══ Ausgewählter Auszug
Können wir dann nicht auch gleich noch Arbeit und Lohnarbeit voneinander trennen? Dann hätten wir den Quatsch endlich hinter uns. Wir würden Geld verdienen und arbeiten – aber das eine hätte mit dem anderen nichts mehr zu tun.
Aber nein. Die Simulation muss weitergehen.
November 2018 – ein Jahr
Heute ist es ein Jahr her, dass du gegangen bist, mit einer Unbedingtheit und Brutalität, die mich noch immer schockiert.
Die Toten vergessen einen schnell, hab ich neulich irgendwo gelesen. (Eribon, Zitat Genet, wir hätten uns darüber unterhalten). Unsere Körper sind warm, auch wenn du nichts davon abhaben möchtest. Die Kränkung ist noch immer da. Die Schuld, die Irritation, die Freundschaft für dich.
Du hast uns allein gelassen, hast dich getrennt von uns, einen Graben gezogen, der sich nicht überbrücken lässt. Und wir haben das zu akzeptieren.
Wir trinken einen auf dich.
Oktober 2018 – Ich lese
Seit langem mal wieder! Mit Genuss und von vorne bis hinten. Der Raum erscheint mir nicht zu still mit einem Buch in der Hand.
Ivan Krastev: Europadämmerung (Rechtsruck in Europa, wieso weshalb warum, kluges, angenehmes Essay)
Didier Eribon: Rückkehr nach Reims (mich überzeugende Mischung aus Biographie und Soziologie, ich staune – wie er – darüber, dass er nicht früher darauf gekommen ist, seine Klasse als Prägung zu thematisieren, ich lerne, dass sich die französischen anders als die deutschen Arbeiter als Klasse an und für sich begreifen, dass sie zu Rechtswählern geworden sind, was Eribon im (falschen, wie ich finde) Umkehrschluss dazu veranlasst, sie in eine Linke zurück wünschen und locken zu wollen, die es zurzeit nicht gibt, und die den Fehler macht, die Arbeit selbst nicht infrage zu stellen, geschweige denn den Arbeiter, aber das wird die KI-Entwicklung sowieso von alleine erledigen.
Virginie Despentes: Vernon Subutex (ich breche nach mehr als einem Drittel ab. Die Aneinanderreihung mieser Charaktere, mies ganz sicher nicht im Sinne der Erzählweise, mies in Bezug auf ihre Kälte und Ungerührtheit was Sex, Drogen und Beziehungen angeht, langweilt mich schnell. Was für eine verkommene Brut sie da zeichnet, ihren Freundeskreis womöglich, das glaubt doch kein Mensch, dass das Menschen sind. feministische Macho-Lektüre, wie schon bei ihren Filmen).
════
(Zu erledigende Aufgaben)
- A) Übertragen Sie aus dem Tagebuchauszug wortgetreu alles von „Können wir dann“ bis hinunter zu „das zu akzeptieren.“.
- B) Nach welchem Anteil des Romans „Vernon Subutex“ bricht die schreibende Person laut Tagebuchauszug die Lektüre ab?
- C) Führen Sie den Tagebuchauszug bitte im Anschluss an seinen letzten Satz fort.
══ Extrahierte Daten
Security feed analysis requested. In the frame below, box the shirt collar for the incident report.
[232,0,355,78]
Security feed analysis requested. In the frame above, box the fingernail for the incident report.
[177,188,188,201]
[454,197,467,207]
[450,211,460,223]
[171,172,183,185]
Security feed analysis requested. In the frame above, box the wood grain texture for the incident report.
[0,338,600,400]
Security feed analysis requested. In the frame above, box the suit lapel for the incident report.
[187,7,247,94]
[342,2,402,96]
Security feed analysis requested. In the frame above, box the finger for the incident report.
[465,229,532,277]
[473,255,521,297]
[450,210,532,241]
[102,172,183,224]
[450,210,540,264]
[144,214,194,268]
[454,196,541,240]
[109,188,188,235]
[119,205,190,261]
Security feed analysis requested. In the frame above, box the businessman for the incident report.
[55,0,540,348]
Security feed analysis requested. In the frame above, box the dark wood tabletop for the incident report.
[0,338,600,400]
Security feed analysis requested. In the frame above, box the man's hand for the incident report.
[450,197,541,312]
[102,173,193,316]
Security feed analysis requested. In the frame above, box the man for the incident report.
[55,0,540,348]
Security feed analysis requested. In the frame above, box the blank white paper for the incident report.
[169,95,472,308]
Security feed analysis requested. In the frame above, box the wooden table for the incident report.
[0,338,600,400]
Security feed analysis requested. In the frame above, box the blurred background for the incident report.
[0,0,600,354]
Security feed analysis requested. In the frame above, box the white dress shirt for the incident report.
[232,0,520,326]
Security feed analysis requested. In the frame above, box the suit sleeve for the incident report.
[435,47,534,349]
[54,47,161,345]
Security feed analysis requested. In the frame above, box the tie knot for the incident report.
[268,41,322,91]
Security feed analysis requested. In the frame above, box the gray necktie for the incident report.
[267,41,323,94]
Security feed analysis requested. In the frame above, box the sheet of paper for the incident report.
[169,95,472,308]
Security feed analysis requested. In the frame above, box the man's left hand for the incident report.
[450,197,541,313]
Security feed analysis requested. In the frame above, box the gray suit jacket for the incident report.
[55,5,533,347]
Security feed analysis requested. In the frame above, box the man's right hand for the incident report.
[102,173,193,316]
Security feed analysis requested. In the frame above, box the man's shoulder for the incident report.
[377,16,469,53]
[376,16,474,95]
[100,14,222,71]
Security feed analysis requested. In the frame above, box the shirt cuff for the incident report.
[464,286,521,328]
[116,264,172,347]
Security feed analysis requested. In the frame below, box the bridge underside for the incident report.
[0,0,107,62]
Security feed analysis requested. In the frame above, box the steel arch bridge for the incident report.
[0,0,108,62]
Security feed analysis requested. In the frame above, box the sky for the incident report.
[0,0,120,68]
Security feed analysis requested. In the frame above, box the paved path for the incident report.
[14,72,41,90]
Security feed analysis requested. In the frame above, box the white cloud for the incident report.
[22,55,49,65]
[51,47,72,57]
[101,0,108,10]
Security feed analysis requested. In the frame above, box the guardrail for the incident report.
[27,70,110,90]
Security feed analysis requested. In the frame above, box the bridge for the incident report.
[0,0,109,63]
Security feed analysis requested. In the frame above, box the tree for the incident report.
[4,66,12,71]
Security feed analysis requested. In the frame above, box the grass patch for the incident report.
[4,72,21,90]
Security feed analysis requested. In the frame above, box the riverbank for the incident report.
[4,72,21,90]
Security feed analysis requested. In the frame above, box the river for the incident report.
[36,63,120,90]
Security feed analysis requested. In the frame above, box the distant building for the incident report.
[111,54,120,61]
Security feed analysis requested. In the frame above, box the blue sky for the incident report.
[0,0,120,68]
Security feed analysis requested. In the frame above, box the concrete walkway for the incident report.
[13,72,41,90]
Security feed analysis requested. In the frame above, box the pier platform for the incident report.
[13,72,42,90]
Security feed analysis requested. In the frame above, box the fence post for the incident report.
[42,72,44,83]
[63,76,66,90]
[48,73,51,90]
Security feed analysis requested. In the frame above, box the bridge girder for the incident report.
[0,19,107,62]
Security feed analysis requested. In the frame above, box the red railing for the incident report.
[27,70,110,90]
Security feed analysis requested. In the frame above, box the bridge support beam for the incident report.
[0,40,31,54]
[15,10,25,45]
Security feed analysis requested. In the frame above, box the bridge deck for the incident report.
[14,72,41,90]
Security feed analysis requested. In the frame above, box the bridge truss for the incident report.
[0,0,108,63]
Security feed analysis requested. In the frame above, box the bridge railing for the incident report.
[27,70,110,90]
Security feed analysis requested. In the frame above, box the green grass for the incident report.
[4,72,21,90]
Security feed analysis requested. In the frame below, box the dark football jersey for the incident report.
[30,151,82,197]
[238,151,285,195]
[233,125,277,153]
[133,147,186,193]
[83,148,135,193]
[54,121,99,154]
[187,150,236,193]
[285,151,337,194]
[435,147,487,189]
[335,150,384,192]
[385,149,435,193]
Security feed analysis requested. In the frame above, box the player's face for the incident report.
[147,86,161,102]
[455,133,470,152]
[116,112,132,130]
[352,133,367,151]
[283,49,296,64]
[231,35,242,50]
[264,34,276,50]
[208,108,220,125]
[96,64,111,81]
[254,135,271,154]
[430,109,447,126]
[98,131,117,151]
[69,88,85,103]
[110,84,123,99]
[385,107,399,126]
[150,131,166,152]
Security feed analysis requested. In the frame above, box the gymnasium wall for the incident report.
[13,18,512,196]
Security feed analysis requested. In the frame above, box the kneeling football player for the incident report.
════
(Lösungen zur Übung)
- A)
Können wir dann nicht auch gleich noch Arbeit und Lohnarbeit voneinander trennen? Dann hätten wir den Quatsch endlich hinter uns. Wir würden Geld verdienen und arbeiten – aber das eine hätte mit dem anderen nichts mehr zu tun.
Aber nein. Die Simulation muss weitergehen.
November 2018 – ein Jahr
Heute ist es ein Jahr her, dass du gegangen bist, mit einer Unbedingtheit und Brutalität, die mich noch immer schockiert.
Die Toten vergessen einen schnell, hab ich neulich irgendwo gelesen. (Eribon, Zitat Genet, wir hätten uns darüber unterhalten). Unsere Körper sind warm, auch wenn du nichts davon abhaben möchtest. Die Kränkung ist noch immer da. Die Schuld, die Irritation, die Freundschaft für dich.
Du hast uns allein gelassen, hast dich getrennt von uns, einen Graben gezogen, der sich nicht überbrücken lässt. Und wir haben das zu akzeptieren.

- B) Nach mehr als einem Drittel.

- C)
Annie Ernaux: Die Jahre. In großen Teilen wunderschönes Buch, das eine Form hat, die mich aufgrund ihrer Tagebuch-Qualitäten sehr anzieht, sowas würde ich auch gerne schreiben, sehr anregend also, trotzdem teilweise so harmonisch und wenig szenisch, dass ich eben doch auch finde, dass hier eine Lehrerin schreibt, damit meine ich, ganz böse, etwas brav geraten. Aber egal. Ich fands toll. Frauen ab 70, wo seid ihr, mehr von euch!
Oktober 2018 – Seinen Käse verdienen
Kürzlich in der U8 (wo sonst?).Ein Obdachloser schlurft durch den Gang, groß, gebeugt, schon etwas älter, mit lauter, schnarrender, dringlich-vorwurfsvoller Stimme bittet er um Geld, was zu essen oder zu trinken auch okay, aber. Leute. Echt jetzt mal. Kann doch nicht sein. Hat denn nicht einer?!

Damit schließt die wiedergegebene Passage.